RECORDED DATA section start
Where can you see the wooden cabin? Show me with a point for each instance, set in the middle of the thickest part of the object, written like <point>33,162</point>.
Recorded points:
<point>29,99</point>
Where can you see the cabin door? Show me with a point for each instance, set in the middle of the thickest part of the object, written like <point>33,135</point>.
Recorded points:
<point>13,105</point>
RECORDED DATA section end
TASK OBJECTIVE: Retype the material in full, character for character.

WRITTEN ANSWER:
Where can you see the wooden cabin? Show me with a point for each instance, set in the middle of the thickest part of the object, written like <point>33,162</point>.
Recorded points:
<point>29,99</point>
Where can you see the cabin door? Show me with a point for each instance, set in the middle of the thickest part of the object, written like <point>33,135</point>.
Recorded points:
<point>13,105</point>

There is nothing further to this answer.